# Short exercise
Print each line exactly as it is given.

# Provided material
──────────────────────────────

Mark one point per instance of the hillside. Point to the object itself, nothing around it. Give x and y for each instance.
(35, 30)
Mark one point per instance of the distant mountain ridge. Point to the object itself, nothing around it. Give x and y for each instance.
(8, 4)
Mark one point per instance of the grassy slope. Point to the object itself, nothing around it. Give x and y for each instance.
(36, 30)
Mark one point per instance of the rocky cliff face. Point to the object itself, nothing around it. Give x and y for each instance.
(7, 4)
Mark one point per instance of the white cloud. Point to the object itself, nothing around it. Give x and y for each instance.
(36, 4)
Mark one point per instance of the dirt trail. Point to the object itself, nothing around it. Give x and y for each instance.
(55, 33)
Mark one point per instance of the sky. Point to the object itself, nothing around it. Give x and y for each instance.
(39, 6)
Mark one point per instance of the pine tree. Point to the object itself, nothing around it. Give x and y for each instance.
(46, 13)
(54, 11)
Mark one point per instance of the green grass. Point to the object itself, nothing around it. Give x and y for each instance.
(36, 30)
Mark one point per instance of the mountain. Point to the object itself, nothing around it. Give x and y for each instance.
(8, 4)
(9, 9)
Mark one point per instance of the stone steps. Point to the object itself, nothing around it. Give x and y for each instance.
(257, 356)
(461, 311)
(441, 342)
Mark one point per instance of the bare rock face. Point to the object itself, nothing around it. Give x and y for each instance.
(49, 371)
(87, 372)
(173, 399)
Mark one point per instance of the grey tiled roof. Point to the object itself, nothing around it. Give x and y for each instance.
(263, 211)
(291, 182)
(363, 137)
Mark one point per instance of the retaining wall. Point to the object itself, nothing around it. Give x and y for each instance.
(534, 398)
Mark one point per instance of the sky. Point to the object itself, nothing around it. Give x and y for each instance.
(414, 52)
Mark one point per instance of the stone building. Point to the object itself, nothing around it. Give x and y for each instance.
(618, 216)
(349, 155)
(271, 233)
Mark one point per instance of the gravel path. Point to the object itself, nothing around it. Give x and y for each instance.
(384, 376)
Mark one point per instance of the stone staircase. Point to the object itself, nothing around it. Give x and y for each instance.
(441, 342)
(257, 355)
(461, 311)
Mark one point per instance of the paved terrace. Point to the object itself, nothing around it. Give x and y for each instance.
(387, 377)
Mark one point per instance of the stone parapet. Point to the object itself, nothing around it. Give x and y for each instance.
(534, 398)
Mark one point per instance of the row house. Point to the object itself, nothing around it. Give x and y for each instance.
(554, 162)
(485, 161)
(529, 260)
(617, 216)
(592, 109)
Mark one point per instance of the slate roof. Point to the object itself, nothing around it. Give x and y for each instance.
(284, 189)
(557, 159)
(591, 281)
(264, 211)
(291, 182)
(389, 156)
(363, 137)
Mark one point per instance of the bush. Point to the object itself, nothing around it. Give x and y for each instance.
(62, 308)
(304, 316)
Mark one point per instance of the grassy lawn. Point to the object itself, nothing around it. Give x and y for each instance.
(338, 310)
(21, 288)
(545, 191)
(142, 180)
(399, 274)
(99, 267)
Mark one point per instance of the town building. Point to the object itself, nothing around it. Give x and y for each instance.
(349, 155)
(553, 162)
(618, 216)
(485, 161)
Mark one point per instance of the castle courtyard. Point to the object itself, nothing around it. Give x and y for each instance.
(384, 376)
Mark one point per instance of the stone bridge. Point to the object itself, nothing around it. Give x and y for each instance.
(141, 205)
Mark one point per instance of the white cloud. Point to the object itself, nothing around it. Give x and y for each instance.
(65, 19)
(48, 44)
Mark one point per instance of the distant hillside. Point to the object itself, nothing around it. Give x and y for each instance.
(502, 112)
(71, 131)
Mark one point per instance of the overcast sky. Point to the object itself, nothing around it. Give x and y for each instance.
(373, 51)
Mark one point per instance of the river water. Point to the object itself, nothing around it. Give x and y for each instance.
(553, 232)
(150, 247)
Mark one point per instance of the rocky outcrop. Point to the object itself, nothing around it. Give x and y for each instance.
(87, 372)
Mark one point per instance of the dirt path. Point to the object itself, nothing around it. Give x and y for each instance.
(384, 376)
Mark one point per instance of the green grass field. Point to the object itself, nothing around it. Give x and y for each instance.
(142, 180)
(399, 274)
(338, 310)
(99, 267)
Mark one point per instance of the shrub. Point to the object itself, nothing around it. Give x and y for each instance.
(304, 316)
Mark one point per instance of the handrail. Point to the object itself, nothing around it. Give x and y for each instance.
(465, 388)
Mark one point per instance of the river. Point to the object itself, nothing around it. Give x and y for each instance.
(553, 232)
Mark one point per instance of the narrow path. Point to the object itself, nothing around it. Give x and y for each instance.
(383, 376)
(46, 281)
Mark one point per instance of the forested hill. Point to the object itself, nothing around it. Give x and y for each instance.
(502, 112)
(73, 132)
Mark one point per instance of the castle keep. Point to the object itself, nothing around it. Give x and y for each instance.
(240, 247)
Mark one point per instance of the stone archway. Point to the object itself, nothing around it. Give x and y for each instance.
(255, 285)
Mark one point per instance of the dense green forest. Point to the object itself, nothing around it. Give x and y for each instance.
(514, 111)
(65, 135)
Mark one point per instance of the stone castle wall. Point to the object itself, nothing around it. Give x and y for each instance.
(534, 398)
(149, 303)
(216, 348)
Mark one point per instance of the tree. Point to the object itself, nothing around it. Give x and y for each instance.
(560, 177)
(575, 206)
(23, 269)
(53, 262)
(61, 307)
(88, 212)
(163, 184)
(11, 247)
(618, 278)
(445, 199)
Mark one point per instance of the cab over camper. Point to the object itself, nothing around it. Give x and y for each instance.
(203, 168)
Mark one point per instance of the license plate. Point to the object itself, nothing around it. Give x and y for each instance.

──────────────────────────────

# Written response
Mark one point per instance of the hillside. Point to the object itself, nothing around it. Give x and y for each instance.
(35, 30)
Mark one point per instance of the distant mountain ridge. Point to the object itself, nothing around it. Give x and y for each instance.
(8, 4)
Mark one point per instance of the grassy slope. Point to the object itself, nothing around it. Give x and y for each instance.
(36, 30)
Mark one point per instance of the rocky cliff face. Point to the object itself, nothing around it. Give x and y for each instance.
(7, 4)
Mark one point per instance of the white cloud. Point to the object itself, nothing around it. Give x and y for each instance.
(36, 4)
Mark one point per instance of the dirt trail. Point to the object itself, nothing around it. Give x and y for each instance.
(55, 33)
Mark one point per instance of the sky. Point to the object itself, nothing around it. Give x and y for each instance.
(39, 6)
Mark one point per instance of the pine tree. Point to the object itself, nothing around it. Give x and y for each instance.
(46, 13)
(54, 11)
Mark one point per instance of the green grass. Point to the object itself, nothing around it. Give x and y for each instance.
(36, 30)
Mark one point per instance of the mountain. Point to the object itself, nothing around it. Give x and y for each instance.
(8, 4)
(9, 9)
Mark one point per instance of the stone steps. Point to the object itself, nothing around it. Give x and y for each instance.
(257, 356)
(461, 311)
(441, 342)
Mark one point per instance of the bare rock face. Point to the object itself, nothing around it. Give x and y for each instance.
(49, 371)
(87, 372)
(173, 399)
Mark one point per instance of the grey tiled roof. Point to the object itself, nothing around it. Give x and y for each instance.
(263, 211)
(291, 182)
(363, 137)
Mark one point per instance of the retaining wall. Point to the object itself, nothing around it. Give x and y for each instance.
(534, 398)
Mark one point per instance of the sky. Point to the object itself, nothing around it. Give x and y for each instance.
(414, 52)
Mark one point per instance of the stone building. Point to the object itself, nothing around it. Give x and y for each instance.
(618, 216)
(349, 155)
(271, 233)
Mark one point per instance of the gravel path. Point to the object itself, nothing around it. Give x and y for each instance.
(384, 376)
Mark one point per instance of the stone staircase. Point to the object itself, nothing around it. Give x and y for each instance.
(441, 342)
(257, 355)
(461, 311)
Mark one point per instance of the paved terrace. Point to the object itself, nothing around it. Give x and y for each instance.
(387, 377)
Mark one point per instance of the stone parapet. Point to the object itself, nothing around it. Give x and y for each instance.
(534, 398)
Mark one point per instance of the row house. Point to the object itself, nothing around it. Give x and y for each instance.
(554, 162)
(485, 161)
(529, 260)
(617, 216)
(592, 109)
Mark one point per instance of the slate roof. Point to the object itself, nothing around it. Give x and y for each instance.
(284, 189)
(557, 159)
(591, 281)
(264, 211)
(291, 182)
(389, 156)
(363, 137)
Mark one point per instance of the bush. Point to the object itself, nothing around it. Give x and y for each instance.
(62, 308)
(304, 316)
Mark one point per instance of the grassy lawn. Point to the object itself, nothing around it. Give x and y for each instance.
(338, 310)
(21, 288)
(545, 191)
(142, 180)
(399, 274)
(99, 267)
Mark one point per instance of the town building. Point to the object itself, nothing around it. Give x and y for each instance.
(349, 155)
(553, 162)
(618, 216)
(485, 161)
Mark one point per instance of the castle courtyard. Point to the object itself, nothing around it. Give x and y for each instance.
(384, 376)
Mark one point per instance of the stone bridge. Point to the object itself, nothing around it. Give x and y for each instance.
(141, 205)
Mark one point per instance of the white cloud. Point to the object itself, nothing around it. Give x and y for each instance.
(65, 19)
(48, 44)
Mark one point per instance of the distant hillside. Point to the object itself, nothing around it. Give x and y for each instance.
(502, 112)
(71, 131)
Mark one point per instance of the overcast sky. Point to the object itself, nothing around it. Give x and y for each instance.
(373, 51)
Mark one point per instance of the river water. Point to the object itself, nothing around it. Give x and y for each instance.
(553, 232)
(150, 247)
Mark one point per instance of the rocky outcrop. Point to the object itself, nothing around it. Give x and y for each instance.
(87, 372)
Mark one point per instance of the dirt path. Point to the object itself, nothing around it. Give x and y for each instance.
(384, 376)
Mark one point per instance of the green grass field. Point to the object itself, nothing around it. Give x and y for each instance.
(142, 180)
(399, 274)
(338, 310)
(99, 267)
Mark one point per instance of the shrub. Point to the object itself, nothing around it. Give x and y for each instance.
(304, 316)
Mark one point per instance of the handrail. Point to the object itself, nothing around it. Give x and y for each instance.
(465, 388)
Mark one point per instance of the river. Point to the object itself, nothing around it. Give x and y for each instance.
(553, 232)
Mark one point per instance of the narrow path. Point to the object itself, nothing around it. Give x and y for each instance.
(383, 376)
(46, 281)
Mark one point per instance of the forested hill. Point to the object itself, nothing around it. Give x and y for each instance.
(502, 112)
(73, 132)
Mark one point per instance of the castle keep. Point to the object itself, nothing around it. Give x and y for each instance.
(240, 247)
Mark one point per instance of the stone archway. Point to the object itself, nothing around it. Give x and y for each instance.
(255, 285)
Mark one point per instance of the dense green forest. Point to the object itself, nothing around it. Give x and y for each instance.
(514, 111)
(65, 135)
Mark one point per instance of the stone castle wall. Point to the object itself, nothing around it. Give x and y for each instance.
(534, 398)
(149, 303)
(216, 348)
Mark one point per instance of the tree. Point to the object itself, nothing around it. Give x and y for each instance.
(560, 177)
(575, 206)
(23, 269)
(53, 262)
(61, 307)
(88, 212)
(163, 184)
(11, 247)
(618, 278)
(445, 199)
Mark one point per instance of the cab over camper. Point to the object itself, nothing around it. Give x and y for each instance.
(203, 168)
Mark one point per instance of the license plate. Point to the object itself, nothing around it. Give x and y for each instance.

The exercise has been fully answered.